__Extract__.
%%
We have a requirement where we need to run multiple instances of a spring boot micro service in separate nodes(or jvms) and they have to consume AXON event messages from a Kafka topic.
We do not use AXON server here and use a Postgres for JPATokenStore.
The consumers were part of same consumer group (group id)
We tried the default configuration
- Default JpaTokenStore
- Default SequencyPolicyPerAggregate
- Batchsize 1 and thread count 1
With that configuration only one of the consumers receives messages from Kafka. When we kill that instance, the one among the remaining instances will start consuming messages. At any point of time only one among the instances were able to consume messages, so no load balancing.
We investigated and figured out that the services are contending for a lock in the token_entry table in the JpaTokenStore.
Hence we tuned the “claimTimeOut” parameter to 500ms from the default value of 5000ms. Now all the services started receiving messages from the Kafka topic, however we identified message loss in the consumer. Not all messages produced by the producer were consumed. Also there were lot of exceptions in the Kafka consumer during rebalancing of partitions (ConsumerUtil.onPartitionAssigned() method)
We also realized that claimTimeOut is not the appropriate tuning parameter. Hence we took a different approach, and assigned unique segment identifiers to each instance in a distributed fashion. To support the segment id per instance, we extended the JpaTokenStore and override the methods “initializeTokenSegments” and “fetchTokenSegments” and return the segment id of the instance. This way each instance has a separate record in the “token_entry” table identified by their segment ID.
Still we had message loss and then we identified the root cause for the message loss is because of the Segment.matches() method. This method returns false for all messages which fails the mask check with hash value of event identifier.
To circumvent this problem we created a new sequencing policy by implementing the SequencingPolicy interface and return the segment identifier of the instance from the sequencing policy class. This way the segment id mask check in the “Segment.matches” method will return true for any message consumed by the consumer instance.
Our solution is available in the below repository (it is an extension of similar example by marinkobabic/axon-kafka-example). I removed the dependency on Axon server in the Gradle.
The key classes to look for are
We would like to know whether our approach is a valid way to achieve load balancing
is there an alternative configuration option available within Axon Kafka or messaging module to support load balancing.
Thanks & Regards,
Dharani Kumar P
%%
__Short task 1__. Count the lines in the entries below that contain the string "story", treating uppercase and lowercase as distinct, and give only the number.

Listing of data:
%%
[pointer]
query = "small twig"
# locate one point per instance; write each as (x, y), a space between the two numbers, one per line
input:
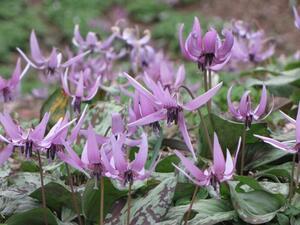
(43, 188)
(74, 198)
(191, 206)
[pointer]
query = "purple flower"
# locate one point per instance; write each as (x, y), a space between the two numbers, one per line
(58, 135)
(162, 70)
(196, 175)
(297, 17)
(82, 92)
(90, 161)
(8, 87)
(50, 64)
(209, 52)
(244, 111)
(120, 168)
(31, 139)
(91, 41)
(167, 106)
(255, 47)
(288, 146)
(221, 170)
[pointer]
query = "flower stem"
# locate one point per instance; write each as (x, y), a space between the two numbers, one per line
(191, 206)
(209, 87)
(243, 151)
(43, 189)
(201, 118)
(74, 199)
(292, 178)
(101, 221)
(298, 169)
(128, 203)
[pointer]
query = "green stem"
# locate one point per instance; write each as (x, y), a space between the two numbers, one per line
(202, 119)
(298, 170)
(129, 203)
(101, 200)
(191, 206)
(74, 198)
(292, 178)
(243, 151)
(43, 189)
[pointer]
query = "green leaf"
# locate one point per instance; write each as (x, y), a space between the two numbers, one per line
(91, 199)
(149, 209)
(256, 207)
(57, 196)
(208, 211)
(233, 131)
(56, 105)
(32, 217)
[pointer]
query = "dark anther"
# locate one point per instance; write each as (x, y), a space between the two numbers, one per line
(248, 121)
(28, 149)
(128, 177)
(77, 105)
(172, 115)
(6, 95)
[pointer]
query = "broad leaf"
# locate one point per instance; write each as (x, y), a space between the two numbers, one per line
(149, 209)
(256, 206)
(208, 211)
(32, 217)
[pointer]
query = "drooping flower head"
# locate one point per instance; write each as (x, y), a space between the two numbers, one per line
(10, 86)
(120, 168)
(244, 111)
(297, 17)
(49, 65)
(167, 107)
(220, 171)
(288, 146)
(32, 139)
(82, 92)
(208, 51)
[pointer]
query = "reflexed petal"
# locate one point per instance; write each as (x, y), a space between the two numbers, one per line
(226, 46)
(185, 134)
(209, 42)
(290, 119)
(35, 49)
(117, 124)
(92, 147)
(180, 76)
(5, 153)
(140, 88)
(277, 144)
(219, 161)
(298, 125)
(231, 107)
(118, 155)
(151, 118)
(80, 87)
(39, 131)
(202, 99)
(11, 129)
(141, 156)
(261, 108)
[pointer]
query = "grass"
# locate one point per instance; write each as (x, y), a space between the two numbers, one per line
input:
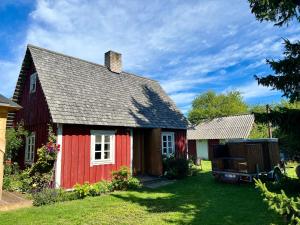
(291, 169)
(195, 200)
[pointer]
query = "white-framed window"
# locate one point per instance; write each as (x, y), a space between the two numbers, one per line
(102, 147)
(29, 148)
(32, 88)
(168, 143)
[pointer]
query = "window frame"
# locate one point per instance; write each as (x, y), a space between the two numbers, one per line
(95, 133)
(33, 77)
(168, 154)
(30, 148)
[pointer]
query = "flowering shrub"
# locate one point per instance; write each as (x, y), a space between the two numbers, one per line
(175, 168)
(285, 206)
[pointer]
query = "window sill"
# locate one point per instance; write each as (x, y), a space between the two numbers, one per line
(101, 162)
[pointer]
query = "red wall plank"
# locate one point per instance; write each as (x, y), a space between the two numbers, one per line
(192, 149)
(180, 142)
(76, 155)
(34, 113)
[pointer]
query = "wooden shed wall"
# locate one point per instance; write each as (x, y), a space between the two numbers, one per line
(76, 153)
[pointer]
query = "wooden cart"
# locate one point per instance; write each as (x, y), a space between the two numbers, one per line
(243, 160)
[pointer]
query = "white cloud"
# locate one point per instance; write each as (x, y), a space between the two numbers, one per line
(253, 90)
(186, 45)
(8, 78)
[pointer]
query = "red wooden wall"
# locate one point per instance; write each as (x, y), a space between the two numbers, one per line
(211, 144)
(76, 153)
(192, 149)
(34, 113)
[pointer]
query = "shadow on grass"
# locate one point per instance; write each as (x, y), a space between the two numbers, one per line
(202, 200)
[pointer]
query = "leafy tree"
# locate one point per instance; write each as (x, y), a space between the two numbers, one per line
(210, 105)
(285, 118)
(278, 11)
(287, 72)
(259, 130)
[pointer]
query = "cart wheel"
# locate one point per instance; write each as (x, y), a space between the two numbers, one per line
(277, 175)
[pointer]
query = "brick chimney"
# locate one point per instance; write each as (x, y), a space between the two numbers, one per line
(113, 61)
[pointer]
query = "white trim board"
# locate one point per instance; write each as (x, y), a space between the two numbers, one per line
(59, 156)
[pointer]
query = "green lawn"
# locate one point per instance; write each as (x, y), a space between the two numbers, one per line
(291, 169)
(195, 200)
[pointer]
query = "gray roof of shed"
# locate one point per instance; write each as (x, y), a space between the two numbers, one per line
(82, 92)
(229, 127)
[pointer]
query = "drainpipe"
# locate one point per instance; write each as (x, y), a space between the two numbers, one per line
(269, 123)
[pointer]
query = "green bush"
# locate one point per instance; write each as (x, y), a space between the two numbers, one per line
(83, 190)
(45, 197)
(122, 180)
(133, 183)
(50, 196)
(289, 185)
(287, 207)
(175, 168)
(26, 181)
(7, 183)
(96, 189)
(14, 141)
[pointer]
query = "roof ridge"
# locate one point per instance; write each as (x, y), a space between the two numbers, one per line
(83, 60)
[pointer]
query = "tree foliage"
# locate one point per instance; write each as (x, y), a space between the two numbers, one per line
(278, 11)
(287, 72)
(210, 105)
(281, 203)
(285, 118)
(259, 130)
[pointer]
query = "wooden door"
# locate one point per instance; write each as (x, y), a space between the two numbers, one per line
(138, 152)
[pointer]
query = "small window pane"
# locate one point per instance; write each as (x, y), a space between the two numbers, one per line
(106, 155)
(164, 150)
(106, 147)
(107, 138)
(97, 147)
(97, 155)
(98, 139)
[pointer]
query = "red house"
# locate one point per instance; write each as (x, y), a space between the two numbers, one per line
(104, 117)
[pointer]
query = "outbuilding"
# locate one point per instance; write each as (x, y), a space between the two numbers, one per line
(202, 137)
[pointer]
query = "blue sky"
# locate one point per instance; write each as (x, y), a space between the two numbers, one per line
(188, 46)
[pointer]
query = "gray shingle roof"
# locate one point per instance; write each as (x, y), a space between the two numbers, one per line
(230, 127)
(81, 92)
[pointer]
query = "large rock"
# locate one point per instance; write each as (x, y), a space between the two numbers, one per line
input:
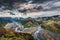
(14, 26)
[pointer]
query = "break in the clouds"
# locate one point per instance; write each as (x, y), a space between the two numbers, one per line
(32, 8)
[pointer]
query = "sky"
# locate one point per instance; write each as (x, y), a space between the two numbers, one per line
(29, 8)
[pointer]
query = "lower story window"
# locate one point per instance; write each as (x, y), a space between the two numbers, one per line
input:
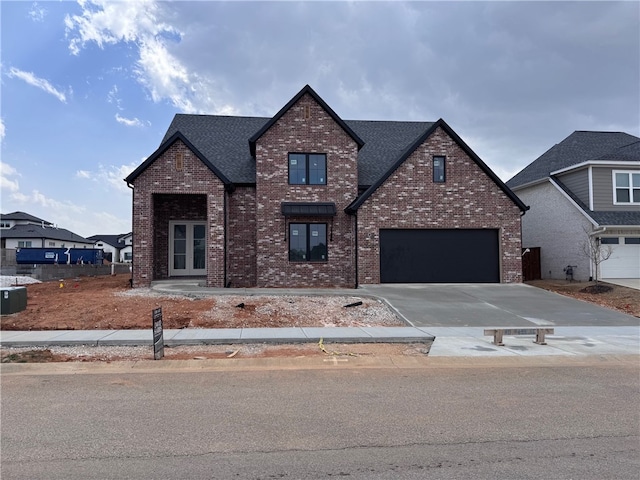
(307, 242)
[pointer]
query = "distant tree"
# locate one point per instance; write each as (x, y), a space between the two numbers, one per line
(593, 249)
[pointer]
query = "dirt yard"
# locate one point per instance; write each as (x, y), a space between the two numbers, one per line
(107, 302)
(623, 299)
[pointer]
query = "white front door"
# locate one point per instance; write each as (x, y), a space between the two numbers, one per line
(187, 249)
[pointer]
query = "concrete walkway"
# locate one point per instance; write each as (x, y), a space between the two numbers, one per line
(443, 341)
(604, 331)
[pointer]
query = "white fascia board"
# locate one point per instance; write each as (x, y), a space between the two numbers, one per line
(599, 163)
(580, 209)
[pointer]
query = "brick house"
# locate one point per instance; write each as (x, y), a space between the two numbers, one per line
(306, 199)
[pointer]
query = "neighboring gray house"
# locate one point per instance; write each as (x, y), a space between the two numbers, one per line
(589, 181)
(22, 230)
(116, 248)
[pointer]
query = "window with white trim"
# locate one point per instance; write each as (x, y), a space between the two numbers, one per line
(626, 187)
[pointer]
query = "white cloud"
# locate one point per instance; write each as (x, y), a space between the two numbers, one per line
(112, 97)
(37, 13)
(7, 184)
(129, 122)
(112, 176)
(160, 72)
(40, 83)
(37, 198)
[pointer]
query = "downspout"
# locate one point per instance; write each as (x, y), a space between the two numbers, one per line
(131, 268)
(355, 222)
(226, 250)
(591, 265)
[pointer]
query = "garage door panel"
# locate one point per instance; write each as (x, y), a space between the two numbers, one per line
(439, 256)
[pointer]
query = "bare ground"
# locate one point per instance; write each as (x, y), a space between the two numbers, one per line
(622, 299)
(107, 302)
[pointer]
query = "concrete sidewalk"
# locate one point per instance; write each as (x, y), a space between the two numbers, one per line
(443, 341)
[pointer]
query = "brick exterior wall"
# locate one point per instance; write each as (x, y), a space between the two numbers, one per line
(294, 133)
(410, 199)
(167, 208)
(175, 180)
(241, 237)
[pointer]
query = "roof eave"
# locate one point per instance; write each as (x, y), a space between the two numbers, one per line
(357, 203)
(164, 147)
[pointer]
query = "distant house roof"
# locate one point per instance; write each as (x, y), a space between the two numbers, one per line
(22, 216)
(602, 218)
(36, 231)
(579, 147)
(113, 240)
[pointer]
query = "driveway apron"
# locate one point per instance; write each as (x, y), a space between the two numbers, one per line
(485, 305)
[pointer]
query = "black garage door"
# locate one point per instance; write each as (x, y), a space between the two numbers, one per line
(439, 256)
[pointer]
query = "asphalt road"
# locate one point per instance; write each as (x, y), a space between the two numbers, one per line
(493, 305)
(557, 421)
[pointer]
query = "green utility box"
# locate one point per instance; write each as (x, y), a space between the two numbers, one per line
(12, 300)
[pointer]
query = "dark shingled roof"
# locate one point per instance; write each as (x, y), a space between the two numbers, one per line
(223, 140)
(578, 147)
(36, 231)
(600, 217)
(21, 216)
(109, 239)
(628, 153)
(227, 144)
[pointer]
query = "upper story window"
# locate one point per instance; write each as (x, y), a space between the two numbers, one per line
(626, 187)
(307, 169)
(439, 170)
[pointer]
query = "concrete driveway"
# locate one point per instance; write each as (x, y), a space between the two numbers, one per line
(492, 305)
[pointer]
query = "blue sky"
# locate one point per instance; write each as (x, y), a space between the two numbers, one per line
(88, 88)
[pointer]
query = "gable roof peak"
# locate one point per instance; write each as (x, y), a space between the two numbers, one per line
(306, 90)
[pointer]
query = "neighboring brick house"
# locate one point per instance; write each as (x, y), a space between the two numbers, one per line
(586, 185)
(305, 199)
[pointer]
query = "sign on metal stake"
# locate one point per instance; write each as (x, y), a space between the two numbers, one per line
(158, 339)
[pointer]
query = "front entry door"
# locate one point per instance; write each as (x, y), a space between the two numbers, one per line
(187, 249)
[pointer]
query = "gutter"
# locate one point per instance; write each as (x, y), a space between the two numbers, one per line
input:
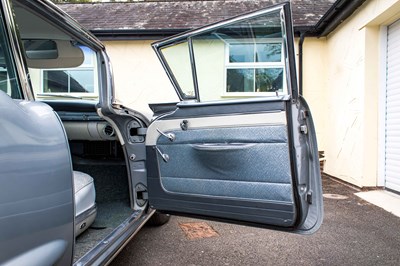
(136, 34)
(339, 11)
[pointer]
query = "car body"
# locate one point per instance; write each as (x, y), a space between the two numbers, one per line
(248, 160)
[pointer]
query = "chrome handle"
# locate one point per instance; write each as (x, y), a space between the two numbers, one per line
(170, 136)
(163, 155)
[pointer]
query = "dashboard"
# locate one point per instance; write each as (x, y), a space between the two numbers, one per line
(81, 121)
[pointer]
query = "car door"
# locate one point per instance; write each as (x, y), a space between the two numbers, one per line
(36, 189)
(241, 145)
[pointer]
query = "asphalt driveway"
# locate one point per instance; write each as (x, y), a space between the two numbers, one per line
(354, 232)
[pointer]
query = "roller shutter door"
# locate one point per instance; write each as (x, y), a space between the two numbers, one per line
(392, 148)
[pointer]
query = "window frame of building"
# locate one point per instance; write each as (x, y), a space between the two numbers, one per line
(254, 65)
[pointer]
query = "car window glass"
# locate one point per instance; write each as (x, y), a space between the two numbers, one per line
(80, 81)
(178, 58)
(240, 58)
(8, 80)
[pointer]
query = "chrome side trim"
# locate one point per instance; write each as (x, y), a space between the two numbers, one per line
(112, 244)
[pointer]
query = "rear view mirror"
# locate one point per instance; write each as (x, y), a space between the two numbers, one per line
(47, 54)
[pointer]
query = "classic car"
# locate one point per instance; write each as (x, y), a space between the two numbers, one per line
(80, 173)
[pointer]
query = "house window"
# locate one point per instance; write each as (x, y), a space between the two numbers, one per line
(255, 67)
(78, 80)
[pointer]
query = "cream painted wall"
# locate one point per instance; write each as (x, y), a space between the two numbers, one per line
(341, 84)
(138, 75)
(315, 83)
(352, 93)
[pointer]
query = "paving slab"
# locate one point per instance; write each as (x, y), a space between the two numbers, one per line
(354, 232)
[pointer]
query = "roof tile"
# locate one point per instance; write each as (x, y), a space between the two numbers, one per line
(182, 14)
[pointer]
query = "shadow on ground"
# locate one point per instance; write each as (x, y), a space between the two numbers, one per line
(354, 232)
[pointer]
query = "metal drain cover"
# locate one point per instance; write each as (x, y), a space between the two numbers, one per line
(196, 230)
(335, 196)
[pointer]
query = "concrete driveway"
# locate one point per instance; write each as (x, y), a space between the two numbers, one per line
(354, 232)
%%
__Short task 2__. Copy verbatim the portion of the forum thread above between "Our solution is" and "support load balancing.", inclusive.

__Exercise answer 1__. 2

__Exercise answer 2__.
Our solution is available in the below repository (it is an extension of similar example by marinkobabic/axon-kafka-example). I removed the dependency on Axon server in the Gradle.
The key classes to look for are
We would like to know whether our approach is a valid way to achieve load balancing
is there an alternative configuration option available within Axon Kafka or messaging module to support load balancing.